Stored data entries
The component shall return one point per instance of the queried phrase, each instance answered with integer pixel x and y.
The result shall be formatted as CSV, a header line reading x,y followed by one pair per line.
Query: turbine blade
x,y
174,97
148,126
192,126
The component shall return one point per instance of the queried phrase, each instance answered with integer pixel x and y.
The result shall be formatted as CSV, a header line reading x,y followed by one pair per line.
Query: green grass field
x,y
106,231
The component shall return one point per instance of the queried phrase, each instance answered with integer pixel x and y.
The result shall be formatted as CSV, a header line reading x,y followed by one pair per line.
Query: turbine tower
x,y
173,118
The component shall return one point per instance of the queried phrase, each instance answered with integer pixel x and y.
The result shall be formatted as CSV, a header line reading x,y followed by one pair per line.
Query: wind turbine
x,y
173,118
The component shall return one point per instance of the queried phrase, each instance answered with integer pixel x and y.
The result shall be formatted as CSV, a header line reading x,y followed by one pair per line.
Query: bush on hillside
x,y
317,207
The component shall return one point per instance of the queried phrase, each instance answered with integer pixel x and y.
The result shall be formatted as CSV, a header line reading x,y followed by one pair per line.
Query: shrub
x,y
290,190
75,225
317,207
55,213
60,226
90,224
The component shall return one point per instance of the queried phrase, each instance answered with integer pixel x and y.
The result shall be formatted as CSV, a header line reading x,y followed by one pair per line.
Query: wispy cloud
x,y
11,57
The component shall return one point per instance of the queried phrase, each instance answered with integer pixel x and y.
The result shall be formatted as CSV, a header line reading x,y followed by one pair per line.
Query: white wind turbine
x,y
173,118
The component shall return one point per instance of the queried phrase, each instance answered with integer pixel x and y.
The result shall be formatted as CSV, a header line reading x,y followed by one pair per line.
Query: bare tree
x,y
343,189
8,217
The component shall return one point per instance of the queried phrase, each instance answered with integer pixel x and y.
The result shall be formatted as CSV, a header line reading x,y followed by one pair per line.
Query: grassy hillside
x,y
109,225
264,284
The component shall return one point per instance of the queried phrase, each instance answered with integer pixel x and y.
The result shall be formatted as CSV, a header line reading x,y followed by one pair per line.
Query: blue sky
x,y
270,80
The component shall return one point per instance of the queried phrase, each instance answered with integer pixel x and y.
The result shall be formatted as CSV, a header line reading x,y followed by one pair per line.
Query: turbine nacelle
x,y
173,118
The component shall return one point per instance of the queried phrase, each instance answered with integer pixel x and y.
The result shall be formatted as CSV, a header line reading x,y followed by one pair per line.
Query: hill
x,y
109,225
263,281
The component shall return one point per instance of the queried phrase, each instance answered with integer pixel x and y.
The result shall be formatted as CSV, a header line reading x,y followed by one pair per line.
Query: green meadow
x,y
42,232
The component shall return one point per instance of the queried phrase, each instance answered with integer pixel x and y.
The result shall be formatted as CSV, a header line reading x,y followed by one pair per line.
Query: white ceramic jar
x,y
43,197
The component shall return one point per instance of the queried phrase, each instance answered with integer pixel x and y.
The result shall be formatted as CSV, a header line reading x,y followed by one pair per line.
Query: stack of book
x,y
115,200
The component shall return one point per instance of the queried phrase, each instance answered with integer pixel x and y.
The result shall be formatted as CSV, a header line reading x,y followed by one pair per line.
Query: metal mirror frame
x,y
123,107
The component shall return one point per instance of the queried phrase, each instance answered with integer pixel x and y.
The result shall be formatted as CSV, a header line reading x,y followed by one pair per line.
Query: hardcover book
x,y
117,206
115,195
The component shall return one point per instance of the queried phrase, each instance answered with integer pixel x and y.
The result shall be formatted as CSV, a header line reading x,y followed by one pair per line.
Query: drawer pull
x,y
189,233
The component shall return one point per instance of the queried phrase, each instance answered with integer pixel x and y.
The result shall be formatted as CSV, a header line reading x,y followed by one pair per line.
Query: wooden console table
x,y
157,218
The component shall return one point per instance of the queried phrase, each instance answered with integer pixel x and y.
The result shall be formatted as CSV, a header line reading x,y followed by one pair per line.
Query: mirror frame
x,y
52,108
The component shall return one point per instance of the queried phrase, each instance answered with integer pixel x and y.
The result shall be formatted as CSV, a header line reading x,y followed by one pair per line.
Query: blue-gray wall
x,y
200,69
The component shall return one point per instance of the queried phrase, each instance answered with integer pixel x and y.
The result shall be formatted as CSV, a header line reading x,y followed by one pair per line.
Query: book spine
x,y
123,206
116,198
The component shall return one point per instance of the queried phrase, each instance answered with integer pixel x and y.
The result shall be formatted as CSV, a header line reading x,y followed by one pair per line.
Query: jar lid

EXERCISE BRIEF: Exactly what appears above must be set down again in full.

RESULT:
The component shall return one point per instance of the queried phrase, each instance answered with integer pixel x and y.
The result shall be formatted as CSV, a header line reading x,y followed by one pair per line.
Query: turbine blade
x,y
174,97
148,126
192,126
The component shall return one point per instance of the queried phrase, each instance answered with integer pixel x and y.
The result shall be formatted as CSV, a header line reading x,y followed by one pair per line.
Query: green grass field
x,y
106,231
The component shall return one point per instance of the queried phrase, each instance answered with integer pixel x and y.
The result shall be formatted as CSV, a header line reading x,y followed by one pair per line.
Query: turbine tower
x,y
173,118
The component shall return one point per instance of the queried phrase, each instance answered with integer pixel x and y.
The result shall be formatted as CSV, a header line reading x,y followed by one pair per line.
Query: wind turbine
x,y
173,118
The component shall return one point per instance of the queried phrase, each instance answered with integer pixel x and y.
The result shall be formatted as CSV, a header line reading x,y followed by one pair per line.
Query: bush on hillside
x,y
317,207
The component shall return one point per instance of the queried phrase, each instance answered with integer pixel x and y.
The result shall be formatted as CSV, a header line reading x,y followed by one pair per line.
Query: shrub
x,y
290,190
75,225
317,207
55,213
60,226
90,224
The component shall return one point per instance of the queried phrase, each instance answered with integer pixel x and y.
The result shall be formatted as CSV, a header line reading x,y followed by one pair per line.
Query: wispy cloud
x,y
11,57
The component shall return one point per instance of the queried phrase, each instance answered with integer pixel x and y.
The result shall be formatted as CSV, a header line reading x,y followed by one pair per line.
Query: white wind turbine
x,y
173,118
The component shall return one point per instance of the queried phrase, each instance answered with integer pixel x and y.
The result shall be formatted as CSV, a header line reading x,y followed by one pair per line.
Query: bare tree
x,y
343,189
8,217
The component shall return one point per instance of the queried phrase, each instance answered with integer pixel x and y.
The result shall be formatted as CSV, a header line reading x,y followed by one pair per line.
Query: grassy hillside
x,y
109,225
264,284
The component shall return one point per instance of the queried phrase, each instance answered with integer pixel x and y.
The result shall be formatted as CSV, a header line reading x,y followed by one pair per line.
Query: blue sky
x,y
270,80
The component shall return one point per instance of the queried phrase, each instance answered with integer pixel x and y.
The result shall be formatted as CSV, a header line reading x,y followed by one pair per line.
Query: turbine nacelle
x,y
173,118
The component shall return one point per instance of the queried phrase, each instance answered with integer pixel x and y.
The result shall be formatted as CSV, a header line reading x,y followed by one pair per line.
Query: hill
x,y
109,225
263,281
The component shall return one point per instance of the queried phrase, each instance answered with integer pixel x and y.
The result shall be formatted as CSV, a header line reading x,y followed by one pair per line.
Query: green meadow
x,y
42,232
The component shall return one point per instance of the queried phrase, each instance answered with integer pixel x and y.
The result shall be formatted as CSV, a header line reading x,y followed by one pair per line.
Query: white ceramic jar
x,y
43,197
The component shall return one point per instance of the queried phrase, each instance answered with integer pixel x and y.
The result shall be formatted as CSV, a header line reading x,y followed by one pair per line.
Query: stack of book
x,y
115,200
The component shall return one point per instance of the queried phrase, each instance answered with integer pixel x and y.
The result shall be formatted as CSV, a header line reading x,y followed by one pair per line.
Query: metal mirror frame
x,y
123,107
The component shall return one point per instance of the queried phrase, each instance answered with integer pixel x and y.
The result shall be formatted as CSV, a header line reading x,y followed by one pair per line.
Query: hardcover book
x,y
117,206
115,195
The component shall return one point per instance of the queried phrase, each instance answered with integer pixel x and y.
The result shall be formatted as CSV, a header line reading x,y followed by one pair per line.
Query: drawer pull
x,y
189,233
The component shall return one point per instance of the queried phrase, each instance answered with integer pixel x and y.
The result shall be formatted as CSV, a header line reading x,y followed by one pair per line.
Query: wooden console table
x,y
157,218
The component shall return one point per instance of the queried phrase, each instance answered with integer pixel x and y.
The result shall be formatted as CSV, a header line reading x,y followed by one pair per line.
Query: mirror frame
x,y
52,108
The component shall return one point per instance of the queried phrase, each instance answered with integer pixel x and y.
The result shall be formatted as CSV, a header line reading x,y followed by one pair per line.
Query: blue-gray wall
x,y
200,69
The component shall return one point per instance of the queried phrase, each instance answered with integer pixel x and y.
The result shall be formatted as CSV, a header line reading x,y followed by one pair per line.
Query: book spine
x,y
123,206
116,198
The component shall return one point per instance of the queried phrase, each instance answered with integer pixel x and y.
The result shall be formatted as CSV, a header line reading x,y followed by one pair per line.
Query: jar lid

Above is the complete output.